** EXERCISE SET **
(a) Answer these questions from the face-recognition article, one line each:
(i) What revenue does the International Biometric Group project for face-recognition systems this year?
(ii) Who is named as the chief executive of Identix?
(iii) According to government-sponsored testing, which group did the systems identify more accurately than women?
(b) Revise the face-recognition article from "Technology sellers are" up to and including "off a face.", replacing "Technology sellers" with "Vendors".
(c) Write the next part of the face-recognition article, picking up after its final sentence.

Top of TEXT UNDER STUDY

Analysts and many industry officials say that too much is being expected from the technology, which is still one of the newest methods in biometrics, a field that includes analysis of fingerprints, voices, hand shapes, gait and patterns of the iris.

The total biometrics market this year will reach about $1.2 billion, with face-recognition systems accounting for $144 million, according to projections by the International Biometric Group, a research company in New York. Face-recognition revenues should double next year and climb to more than $800 million by 2008, according to International Biometric.

Advocates of face-recognition technology have long promoted it as one of the least intrusive biometrics, and potentially the most powerful because it can make use of a huge amount of existing data.

"There are 1.2 billion digitized photos of people in databases around the world," the chief executive of Identix, Joseph J. Atick, said.

In the late 1990's, entrepreneurs in the field raced to come up with the best mathematical formula for accurately describing a face and the software for quickly measuring it against databases. Pioneers like Dr. Atick played down the difficulty of getting useful images, contending the systems measured so many variables that they would be hard to deceive.

Experience showed otherwise. Performance plummeted in poor lighting, when subjects moved past control points without staring directly into the cameras and when eyeglasses or other objects covered part of the face. Success rates also declined as the databases of potential matches grew and as the photos used got older.

Government-sponsored testing revealed other unexplained anomalies, like the tendency of the systems to identify men more accurately than women, and Asians more accurately than other races.

Technology sellers are pursing a variety of strategies to improve the results. Some are developing systems that start with three-dimensional images taken by multiple cameras, allowing more varied head angles as a person walks through a checkpoint. Others are developing complex mathematical functions to transform two-dimensional images into three-dimensional models. They are also using software to compensate for poor lighting and to take shadows off a face.

Bottom of TEXT UNDER STUDY
Top of MATERIAL PROVIDED

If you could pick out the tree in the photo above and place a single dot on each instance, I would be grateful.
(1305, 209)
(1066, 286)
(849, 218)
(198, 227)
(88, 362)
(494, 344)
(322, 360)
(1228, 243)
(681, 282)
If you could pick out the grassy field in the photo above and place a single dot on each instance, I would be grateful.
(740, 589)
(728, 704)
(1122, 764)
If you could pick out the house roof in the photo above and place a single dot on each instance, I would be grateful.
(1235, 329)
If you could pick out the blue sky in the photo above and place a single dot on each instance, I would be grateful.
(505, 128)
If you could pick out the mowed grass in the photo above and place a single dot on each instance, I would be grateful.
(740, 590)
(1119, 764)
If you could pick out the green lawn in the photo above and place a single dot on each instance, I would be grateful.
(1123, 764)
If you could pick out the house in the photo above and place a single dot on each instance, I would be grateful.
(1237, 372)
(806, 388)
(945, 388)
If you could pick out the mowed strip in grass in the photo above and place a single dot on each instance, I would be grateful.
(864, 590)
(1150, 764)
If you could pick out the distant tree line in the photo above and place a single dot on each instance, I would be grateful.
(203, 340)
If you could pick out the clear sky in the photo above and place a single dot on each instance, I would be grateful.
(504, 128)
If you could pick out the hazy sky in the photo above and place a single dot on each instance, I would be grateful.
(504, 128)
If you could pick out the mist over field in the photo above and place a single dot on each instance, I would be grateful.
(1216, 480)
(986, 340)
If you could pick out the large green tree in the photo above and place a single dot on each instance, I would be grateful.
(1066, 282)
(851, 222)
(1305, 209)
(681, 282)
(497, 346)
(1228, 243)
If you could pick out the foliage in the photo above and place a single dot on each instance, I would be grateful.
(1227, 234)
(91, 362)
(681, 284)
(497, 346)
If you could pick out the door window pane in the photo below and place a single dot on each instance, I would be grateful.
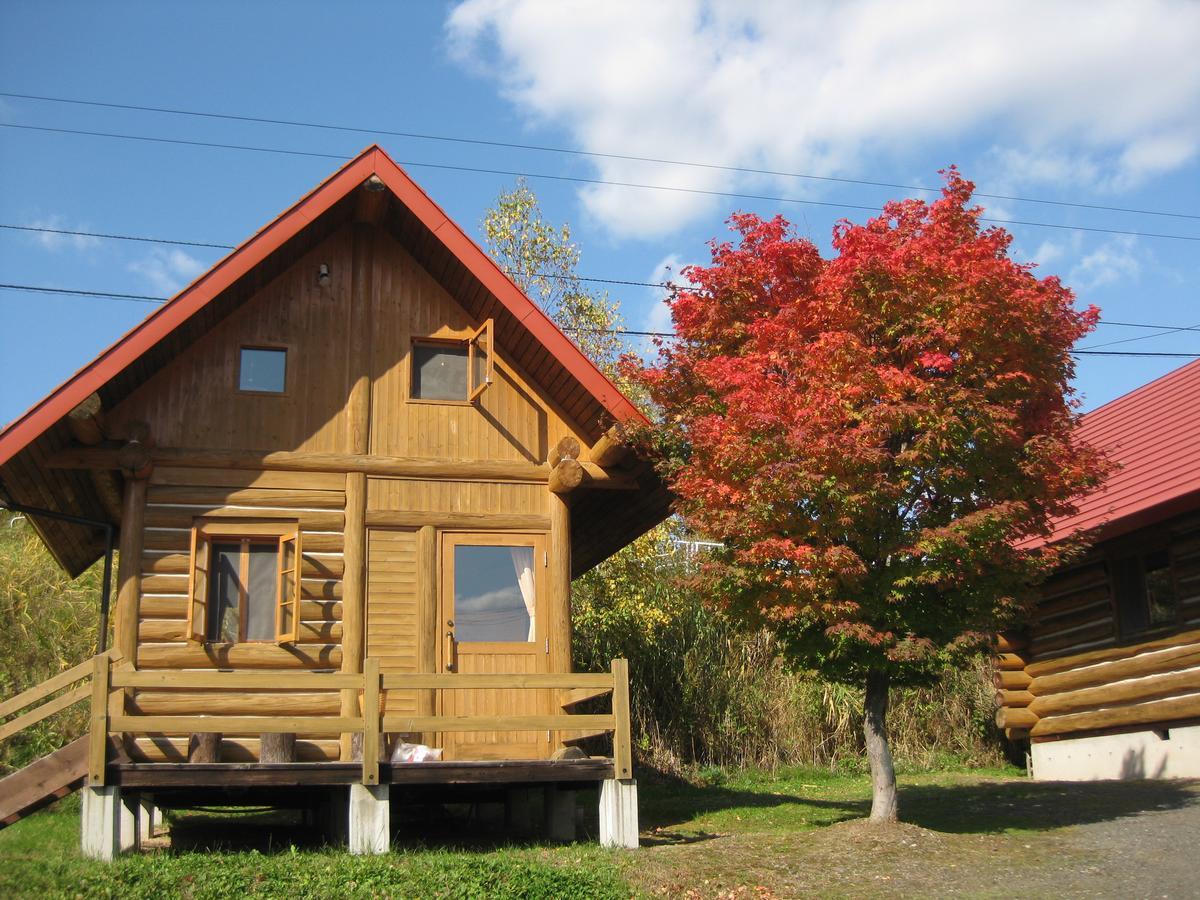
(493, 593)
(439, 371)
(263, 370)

Bottom of MATERIAL PROVIDED

** RESPONSES TO THE EXERCISE **
(a)
(i) $144 million
(ii) Joseph J. Atick
(iii) Men

(b)
Vendors are pursing a variety of strategies to improve the results. Some are developing systems that start with three-dimensional images taken by multiple cameras, allowing more varied head angles as a person walks through a checkpoint. Others are developing complex mathematical functions to transform two-dimensional images into three-dimensional models. They are also using software to compensate for poor lighting and to take shadows off a face.

(c)
The technical advances are having an impact. Viisage, for example, struggled to achieve a 50 percent recognition rate in tests last year at Boston's Logan International Airport. But Mohamed Lazzouni, the company's chief technology officer, claimed that Viisage's results would improve to better than 90 percent if it repeated the trial with its latest technology, including elements brought in when it acquired ZN Vision Technologies of Germany in January.

Combining face recognition with other biometrics or even nonbiometric security measures could also improve the success rate. Identix hopes to meet the goal set by the National Institute of Standards and Technology by combining a technology for measuring skin texture with its FaceIt feature mapping system, Dr. Atick said.

Last year, the International Civil Aviation Organization, a division of the United Nations, adopted the use of dual biometrics in passport standards. That agency's decision to have face-recognition technology and fingerprints incorporated in all passports has been endorsed by the United States, which recently began laying the groundwork for adding face recognition to fingerprinting in all visa applications.

Those documents will eventually contain microchips recording lasting facial characteristics like the distance between eyes and shape of the jaw. Scanners at check-in counters could then check whether the face of the traveler bearing the document matches the data on the chip.

But the challenge of including the technology in passports is still enormous. The Bush administration told Congress that neither the United States nor any other country could comply with the Oct. 26 deadline Congress had set for all travelers who do not require a visa to enter the United States to have the new biometrically equipped passports.

Most experts say including face data on microchips in passports will take at least another year, and deploying the systems needed to analyze the data at every port of entry could be delayed for years.